YOUR OBJECTIVE: Collect every line of the data below that contains the word "background".

DATA ENTRIES:
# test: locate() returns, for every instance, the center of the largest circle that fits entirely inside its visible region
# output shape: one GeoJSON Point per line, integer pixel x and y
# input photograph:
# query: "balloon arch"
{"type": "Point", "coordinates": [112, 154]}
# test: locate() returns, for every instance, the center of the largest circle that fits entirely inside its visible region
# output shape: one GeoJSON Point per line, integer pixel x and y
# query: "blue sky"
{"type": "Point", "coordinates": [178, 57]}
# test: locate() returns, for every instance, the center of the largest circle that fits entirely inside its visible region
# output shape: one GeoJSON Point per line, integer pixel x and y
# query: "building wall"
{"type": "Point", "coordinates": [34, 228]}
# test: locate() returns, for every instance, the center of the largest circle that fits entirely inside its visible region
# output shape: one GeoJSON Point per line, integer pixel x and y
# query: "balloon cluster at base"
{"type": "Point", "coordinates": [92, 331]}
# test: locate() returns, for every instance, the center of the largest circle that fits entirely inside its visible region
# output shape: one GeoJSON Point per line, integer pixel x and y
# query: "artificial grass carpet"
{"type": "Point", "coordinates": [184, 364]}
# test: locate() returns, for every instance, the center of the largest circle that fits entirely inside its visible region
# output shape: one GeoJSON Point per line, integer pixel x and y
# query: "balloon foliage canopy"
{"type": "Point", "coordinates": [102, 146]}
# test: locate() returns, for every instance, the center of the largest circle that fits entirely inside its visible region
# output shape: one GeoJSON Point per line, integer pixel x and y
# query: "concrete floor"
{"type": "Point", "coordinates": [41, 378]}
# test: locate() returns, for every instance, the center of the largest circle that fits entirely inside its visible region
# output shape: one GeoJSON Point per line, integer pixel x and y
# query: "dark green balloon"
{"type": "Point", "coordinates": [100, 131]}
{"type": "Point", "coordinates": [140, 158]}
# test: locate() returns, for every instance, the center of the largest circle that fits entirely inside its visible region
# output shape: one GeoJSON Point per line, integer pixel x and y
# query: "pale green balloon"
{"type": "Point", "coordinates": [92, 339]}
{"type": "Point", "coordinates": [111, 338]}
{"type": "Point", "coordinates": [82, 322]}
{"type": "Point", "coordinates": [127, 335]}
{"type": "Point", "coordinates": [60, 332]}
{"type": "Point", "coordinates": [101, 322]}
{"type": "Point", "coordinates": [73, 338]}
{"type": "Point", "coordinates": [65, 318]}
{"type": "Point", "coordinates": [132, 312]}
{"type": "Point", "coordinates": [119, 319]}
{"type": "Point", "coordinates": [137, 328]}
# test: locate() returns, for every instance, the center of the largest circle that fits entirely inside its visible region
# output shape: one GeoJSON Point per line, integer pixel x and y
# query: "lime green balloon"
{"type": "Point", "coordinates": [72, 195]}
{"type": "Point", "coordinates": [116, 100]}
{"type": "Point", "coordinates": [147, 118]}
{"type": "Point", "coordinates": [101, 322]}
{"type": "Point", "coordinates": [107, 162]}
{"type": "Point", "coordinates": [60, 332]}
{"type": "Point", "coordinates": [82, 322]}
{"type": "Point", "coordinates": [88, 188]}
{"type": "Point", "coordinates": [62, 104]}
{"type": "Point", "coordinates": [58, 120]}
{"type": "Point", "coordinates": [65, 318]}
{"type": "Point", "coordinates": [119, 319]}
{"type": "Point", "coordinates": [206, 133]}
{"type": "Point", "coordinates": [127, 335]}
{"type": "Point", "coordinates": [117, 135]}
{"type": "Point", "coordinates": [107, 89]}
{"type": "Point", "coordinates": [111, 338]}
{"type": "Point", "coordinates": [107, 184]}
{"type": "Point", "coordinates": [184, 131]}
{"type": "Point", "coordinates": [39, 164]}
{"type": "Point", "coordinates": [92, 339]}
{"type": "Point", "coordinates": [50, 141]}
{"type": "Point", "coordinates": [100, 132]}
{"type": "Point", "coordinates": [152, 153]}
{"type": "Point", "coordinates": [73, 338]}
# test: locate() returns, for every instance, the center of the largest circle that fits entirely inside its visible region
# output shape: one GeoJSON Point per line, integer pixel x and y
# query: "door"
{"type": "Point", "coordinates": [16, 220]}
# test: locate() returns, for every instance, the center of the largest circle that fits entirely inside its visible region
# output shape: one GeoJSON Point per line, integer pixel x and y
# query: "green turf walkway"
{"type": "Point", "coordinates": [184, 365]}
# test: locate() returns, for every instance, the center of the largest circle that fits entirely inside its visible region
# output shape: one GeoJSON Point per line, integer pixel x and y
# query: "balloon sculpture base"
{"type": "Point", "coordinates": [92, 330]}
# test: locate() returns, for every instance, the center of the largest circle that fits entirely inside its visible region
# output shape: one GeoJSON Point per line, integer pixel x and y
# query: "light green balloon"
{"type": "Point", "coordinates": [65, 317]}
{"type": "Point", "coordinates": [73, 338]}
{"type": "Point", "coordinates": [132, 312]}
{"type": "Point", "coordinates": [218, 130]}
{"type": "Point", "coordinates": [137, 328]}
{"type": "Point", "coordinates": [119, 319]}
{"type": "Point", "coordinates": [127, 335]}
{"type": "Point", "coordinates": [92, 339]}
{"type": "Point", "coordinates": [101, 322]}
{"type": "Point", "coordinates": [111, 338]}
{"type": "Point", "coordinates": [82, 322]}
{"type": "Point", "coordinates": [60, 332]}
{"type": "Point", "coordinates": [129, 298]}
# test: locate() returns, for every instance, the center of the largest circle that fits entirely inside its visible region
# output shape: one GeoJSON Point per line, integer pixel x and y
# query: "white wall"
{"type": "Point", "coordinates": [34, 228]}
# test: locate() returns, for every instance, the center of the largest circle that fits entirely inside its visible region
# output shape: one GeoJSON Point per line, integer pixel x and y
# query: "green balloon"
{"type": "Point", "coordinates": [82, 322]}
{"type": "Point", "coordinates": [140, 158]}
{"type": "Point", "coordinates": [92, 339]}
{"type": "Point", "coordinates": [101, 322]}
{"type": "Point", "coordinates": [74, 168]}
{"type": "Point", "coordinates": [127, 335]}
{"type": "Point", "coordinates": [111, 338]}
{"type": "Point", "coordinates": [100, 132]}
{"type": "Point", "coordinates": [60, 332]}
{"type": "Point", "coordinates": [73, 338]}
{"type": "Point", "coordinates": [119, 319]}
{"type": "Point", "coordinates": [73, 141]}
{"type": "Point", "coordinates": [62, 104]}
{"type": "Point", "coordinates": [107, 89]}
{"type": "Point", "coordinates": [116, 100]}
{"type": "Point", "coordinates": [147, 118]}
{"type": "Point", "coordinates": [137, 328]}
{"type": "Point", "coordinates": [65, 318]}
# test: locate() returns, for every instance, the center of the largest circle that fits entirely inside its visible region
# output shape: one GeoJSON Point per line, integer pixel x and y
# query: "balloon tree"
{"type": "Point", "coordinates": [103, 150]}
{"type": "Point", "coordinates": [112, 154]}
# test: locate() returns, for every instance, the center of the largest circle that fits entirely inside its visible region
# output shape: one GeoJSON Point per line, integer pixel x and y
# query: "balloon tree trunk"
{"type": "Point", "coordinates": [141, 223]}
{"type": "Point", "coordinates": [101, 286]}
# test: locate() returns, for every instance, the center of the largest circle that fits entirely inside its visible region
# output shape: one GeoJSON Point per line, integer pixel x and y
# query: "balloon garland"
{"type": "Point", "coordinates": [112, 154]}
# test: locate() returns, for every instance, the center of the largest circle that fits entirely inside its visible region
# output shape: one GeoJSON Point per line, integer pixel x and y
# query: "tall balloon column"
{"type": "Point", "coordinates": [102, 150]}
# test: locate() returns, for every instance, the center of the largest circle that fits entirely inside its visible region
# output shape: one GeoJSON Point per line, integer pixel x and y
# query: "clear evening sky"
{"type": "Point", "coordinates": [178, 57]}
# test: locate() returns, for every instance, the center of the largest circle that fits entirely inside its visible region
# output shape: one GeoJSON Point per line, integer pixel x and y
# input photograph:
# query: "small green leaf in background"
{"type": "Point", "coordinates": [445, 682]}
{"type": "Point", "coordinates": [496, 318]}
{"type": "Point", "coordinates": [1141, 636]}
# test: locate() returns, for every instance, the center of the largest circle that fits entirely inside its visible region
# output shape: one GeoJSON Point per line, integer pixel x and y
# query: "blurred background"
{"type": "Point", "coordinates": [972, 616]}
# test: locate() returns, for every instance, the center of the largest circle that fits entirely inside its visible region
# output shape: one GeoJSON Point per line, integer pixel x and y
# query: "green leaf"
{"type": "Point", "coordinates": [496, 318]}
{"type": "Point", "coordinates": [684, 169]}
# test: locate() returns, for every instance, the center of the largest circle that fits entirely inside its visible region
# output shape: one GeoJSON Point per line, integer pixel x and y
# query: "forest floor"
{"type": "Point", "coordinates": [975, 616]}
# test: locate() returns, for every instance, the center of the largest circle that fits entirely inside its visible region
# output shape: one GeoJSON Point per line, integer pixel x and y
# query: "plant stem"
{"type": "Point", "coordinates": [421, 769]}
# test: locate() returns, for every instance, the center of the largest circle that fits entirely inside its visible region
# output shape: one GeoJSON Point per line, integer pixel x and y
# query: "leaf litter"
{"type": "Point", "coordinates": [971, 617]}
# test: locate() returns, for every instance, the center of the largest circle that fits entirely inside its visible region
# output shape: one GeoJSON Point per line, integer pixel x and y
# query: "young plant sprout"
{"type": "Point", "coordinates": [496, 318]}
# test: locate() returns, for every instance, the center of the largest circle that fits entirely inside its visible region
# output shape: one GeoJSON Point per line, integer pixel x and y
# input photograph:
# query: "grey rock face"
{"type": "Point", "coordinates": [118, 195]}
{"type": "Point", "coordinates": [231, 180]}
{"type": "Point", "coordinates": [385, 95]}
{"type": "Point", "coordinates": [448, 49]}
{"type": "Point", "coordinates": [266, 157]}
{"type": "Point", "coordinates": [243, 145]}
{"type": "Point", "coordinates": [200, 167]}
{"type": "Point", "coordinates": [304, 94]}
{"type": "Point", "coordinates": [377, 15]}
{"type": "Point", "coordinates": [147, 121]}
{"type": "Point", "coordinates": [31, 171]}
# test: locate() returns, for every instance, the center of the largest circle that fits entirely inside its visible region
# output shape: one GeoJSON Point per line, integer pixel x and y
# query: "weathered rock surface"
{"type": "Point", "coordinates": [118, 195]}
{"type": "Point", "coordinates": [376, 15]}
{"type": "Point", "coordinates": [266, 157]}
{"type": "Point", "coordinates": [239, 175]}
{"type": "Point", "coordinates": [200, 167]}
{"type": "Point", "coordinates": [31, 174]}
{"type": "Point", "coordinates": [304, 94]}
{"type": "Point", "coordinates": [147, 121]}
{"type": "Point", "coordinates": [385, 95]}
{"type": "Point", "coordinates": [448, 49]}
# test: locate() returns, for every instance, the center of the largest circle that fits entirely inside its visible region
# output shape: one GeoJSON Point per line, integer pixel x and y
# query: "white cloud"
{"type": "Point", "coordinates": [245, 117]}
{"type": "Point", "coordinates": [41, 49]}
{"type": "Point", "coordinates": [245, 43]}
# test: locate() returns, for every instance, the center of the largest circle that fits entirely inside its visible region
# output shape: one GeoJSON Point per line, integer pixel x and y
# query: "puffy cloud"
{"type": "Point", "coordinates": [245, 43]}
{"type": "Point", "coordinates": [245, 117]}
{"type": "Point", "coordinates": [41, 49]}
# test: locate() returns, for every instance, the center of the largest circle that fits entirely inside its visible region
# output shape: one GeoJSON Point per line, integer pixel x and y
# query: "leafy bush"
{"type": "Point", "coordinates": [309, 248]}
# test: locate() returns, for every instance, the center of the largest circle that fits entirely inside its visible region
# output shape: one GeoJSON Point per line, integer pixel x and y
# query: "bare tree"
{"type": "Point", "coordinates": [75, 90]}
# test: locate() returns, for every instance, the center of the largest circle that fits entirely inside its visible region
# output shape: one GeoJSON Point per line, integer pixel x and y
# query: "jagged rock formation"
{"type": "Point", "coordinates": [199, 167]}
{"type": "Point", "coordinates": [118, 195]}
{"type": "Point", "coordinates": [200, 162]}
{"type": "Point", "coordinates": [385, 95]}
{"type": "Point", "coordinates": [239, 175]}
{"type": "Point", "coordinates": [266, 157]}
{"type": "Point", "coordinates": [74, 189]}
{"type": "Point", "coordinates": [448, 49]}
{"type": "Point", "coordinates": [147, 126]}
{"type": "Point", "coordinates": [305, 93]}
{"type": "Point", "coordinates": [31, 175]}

FULL RESPONSE:
# query: "small green leaf in background"
# query: "blurred background"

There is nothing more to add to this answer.